• [Requirement A]: Copy, word for word, the part of the Joyce essay below that starts at the words "Another slice of" and ends after the words "green flashing eyes.".

• [Text]:
▬▬▬

What interests me most about Joyce’s representation of Bloom is the contrast between two styles of writing that Joyce uses when writing about Stephen Dedalus and Bloom.  The contrast tells us a lot about how Joyce approached Jerusalem and Ithaca/Athens.   Joyce is at home and more familiar in the language and culture of Athens and Ithaca than he is in the language and culture of the Jew.

To bring this contrast out, I selected two animals that correspond to these characters.  In relation to Daedeulus, Joyce writes of a dog and in relation to Bloom he writes of a cat.  The Jew is close to the cat and the feminine while the gentile is close to the dog and the masculine. This contrast was certainly on Joyce’s mind.  And it comes out in his prose style.  When he writes about dogs these are the dogs of war and masculinity.  History, heroism, and war can be heard echoing in these lines;

Then from the starving cagework city a horde of jerkined dwarfs, my people, with flayers’ knives, running, scaling, hacking in green blubbery whalemeat. Famine, plague, and slaughters. Their blood is in me, thei lusts my waves….The dog’s bark ran towards him, stopped, ran back.  Dog of my enemy.  I just simply stood pale, silent, bayed about. (56)

In contrast, when Joyce introduces Bloom to his readers, Bloom is attending cats and a woman.  He attends to the feminine.  It has been noted by a few Joyce scholars that he – like many writers in Europe – read the book Sex and Character by the “self-hating” German-Jewish thinker Otto Weininger.  He depicted the thoughts of Jews as “woman-like,” distracted, and hetoronomous (totally anti-Kantian and unable to be self-reliant).   Like Weininger, Joyce describes the thoughts of Bloom as feminine, wandering, and fragmented.  Bloom has no historical or intellectual basis for his reflections.  As Weininger would say, Bloom, like many Jews and women has “no essence” or foundation for his thoughts and actions.

Notice how much more the prose flows and fragments in Joyce’s representation of Bloom as he caters to his cat and his female acquaintance.  His mind isn’t on war, history, or honor.  His mind is on the movements of the cat and it moves from detail to detail:

Another slice of bread and butter: three, four: right.  She didn’t like her plate full.  Right.  He turned from the tray, lifted the kettle off the hob and set it sideways on the fire….The cat walked stiffly round a leg of the table with tail on high. 

-Mkgnao!

-O, there you are, Mr Bloom said, turning from the fire.

The cat mewed in answer and stalked again ….Prr. Scratch my head. Prr. (65)

Mr. Bloom watched curiously, kindly, the lithe black form. Clean to see: the gloss on her sleek hide, the white button under the butt of her tail, the green flashing eyes.

▬▬▬

• [Records shown]:
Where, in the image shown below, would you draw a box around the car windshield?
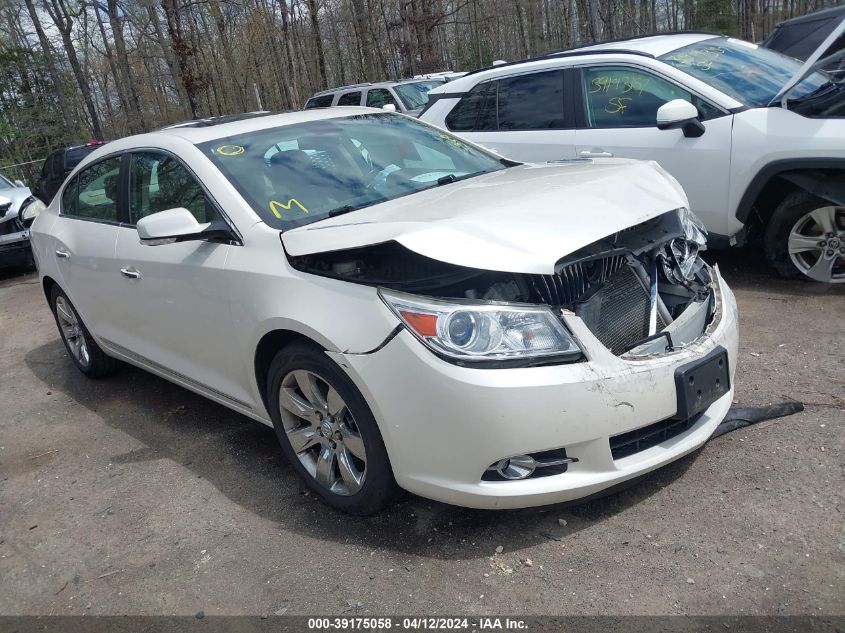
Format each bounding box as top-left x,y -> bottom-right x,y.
660,37 -> 830,107
198,112 -> 504,230
393,81 -> 442,110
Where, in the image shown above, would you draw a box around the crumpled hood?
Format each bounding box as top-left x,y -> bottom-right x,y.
282,159 -> 688,274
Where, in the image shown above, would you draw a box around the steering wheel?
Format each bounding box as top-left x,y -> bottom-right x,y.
367,163 -> 402,191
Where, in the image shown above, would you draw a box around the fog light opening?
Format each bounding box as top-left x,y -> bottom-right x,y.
495,455 -> 537,479
481,448 -> 578,481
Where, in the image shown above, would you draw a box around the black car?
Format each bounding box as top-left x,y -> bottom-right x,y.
763,5 -> 845,71
33,141 -> 103,204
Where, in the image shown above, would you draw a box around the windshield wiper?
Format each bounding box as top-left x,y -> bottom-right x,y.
329,204 -> 361,218
789,81 -> 845,103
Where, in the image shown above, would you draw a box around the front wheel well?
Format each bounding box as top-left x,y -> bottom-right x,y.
255,330 -> 325,411
746,169 -> 845,243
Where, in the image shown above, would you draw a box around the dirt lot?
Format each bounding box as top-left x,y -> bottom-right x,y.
0,249 -> 845,615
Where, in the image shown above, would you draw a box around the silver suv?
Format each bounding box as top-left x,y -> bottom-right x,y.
305,77 -> 446,116
0,176 -> 45,268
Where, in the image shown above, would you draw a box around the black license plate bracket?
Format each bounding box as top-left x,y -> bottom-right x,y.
675,347 -> 731,420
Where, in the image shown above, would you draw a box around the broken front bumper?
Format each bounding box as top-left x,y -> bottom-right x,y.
331,266 -> 738,508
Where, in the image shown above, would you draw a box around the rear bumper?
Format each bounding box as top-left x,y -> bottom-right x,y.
332,270 -> 738,508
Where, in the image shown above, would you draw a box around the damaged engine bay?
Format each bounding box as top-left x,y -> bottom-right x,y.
290,209 -> 715,356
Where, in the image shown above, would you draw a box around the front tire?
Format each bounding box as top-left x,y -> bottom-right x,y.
50,285 -> 119,378
764,191 -> 845,283
267,343 -> 399,516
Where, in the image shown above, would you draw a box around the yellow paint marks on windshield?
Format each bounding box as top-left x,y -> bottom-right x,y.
270,198 -> 308,220
214,145 -> 244,156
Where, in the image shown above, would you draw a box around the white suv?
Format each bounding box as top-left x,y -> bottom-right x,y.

▬▬▬

• [Requirement B]: Repeat verbatim the lines of the records above, from the line containing "front wheel well?" through the last line of the records.

• [Exercise result A]:
Another slice of bread and butter: three, four: right.  She didn’t like her plate full.  Right.  He turned from the tray, lifted the kettle off the hob and set it sideways on the fire….The cat walked stiffly round a leg of the table with tail on high. 

-Mkgnao!

-O, there you are, Mr Bloom said, turning from the fire.

The cat mewed in answer and stalked again ….Prr. Scratch my head. Prr. (65)

Mr. Bloom watched curiously, kindly, the lithe black form. Clean to see: the gloss on her sleek hide, the white button under the butt of her tail, the green flashing eyes.

• [Exercise result B]:
Where, in the image shown above, would you draw a box around the front wheel well?
Format each bounding box as top-left x,y -> bottom-right x,y.
255,330 -> 325,411
746,169 -> 845,243
Where, in the image shown above, would you draw a box around the dirt lot?
Format each bounding box as top-left x,y -> bottom-right x,y.
0,249 -> 845,615
Where, in the image shown above, would you draw a box around the silver suv?
Format each bounding box as top-left x,y -> bottom-right x,y.
305,77 -> 446,116
0,176 -> 45,268
Where, in the image shown above, would you draw a box around the black license plate bracket?
Format each bounding box as top-left x,y -> bottom-right x,y.
675,347 -> 731,420
Where, in the image shown above, would you draw a box around the broken front bumper?
Format each bounding box as top-left x,y -> bottom-right x,y.
331,266 -> 738,508
Where, in the image shown above, would you draw a box around the rear bumper?
Format each bounding box as top-left x,y -> bottom-right x,y.
332,270 -> 738,508
Where, in the image shown above, would you draw a box around the damaged engine bay?
Format each bounding box as top-left x,y -> bottom-right x,y.
290,209 -> 715,356
Where, in the image shown above, would you draw a box around the front tire?
Format each bounding box as top-left x,y -> bottom-right x,y.
50,285 -> 119,378
764,191 -> 845,283
267,343 -> 399,516
Where, in the image shown above, would you draw a box around the yellow paint marks on windshield?
Format each bounding box as top-left x,y -> bottom-right x,y.
270,198 -> 308,220
214,145 -> 244,156
Where, in the image shown above, would you draw a box around the white suv?
Format each bounding box as top-left x,y -> bottom-right x,y.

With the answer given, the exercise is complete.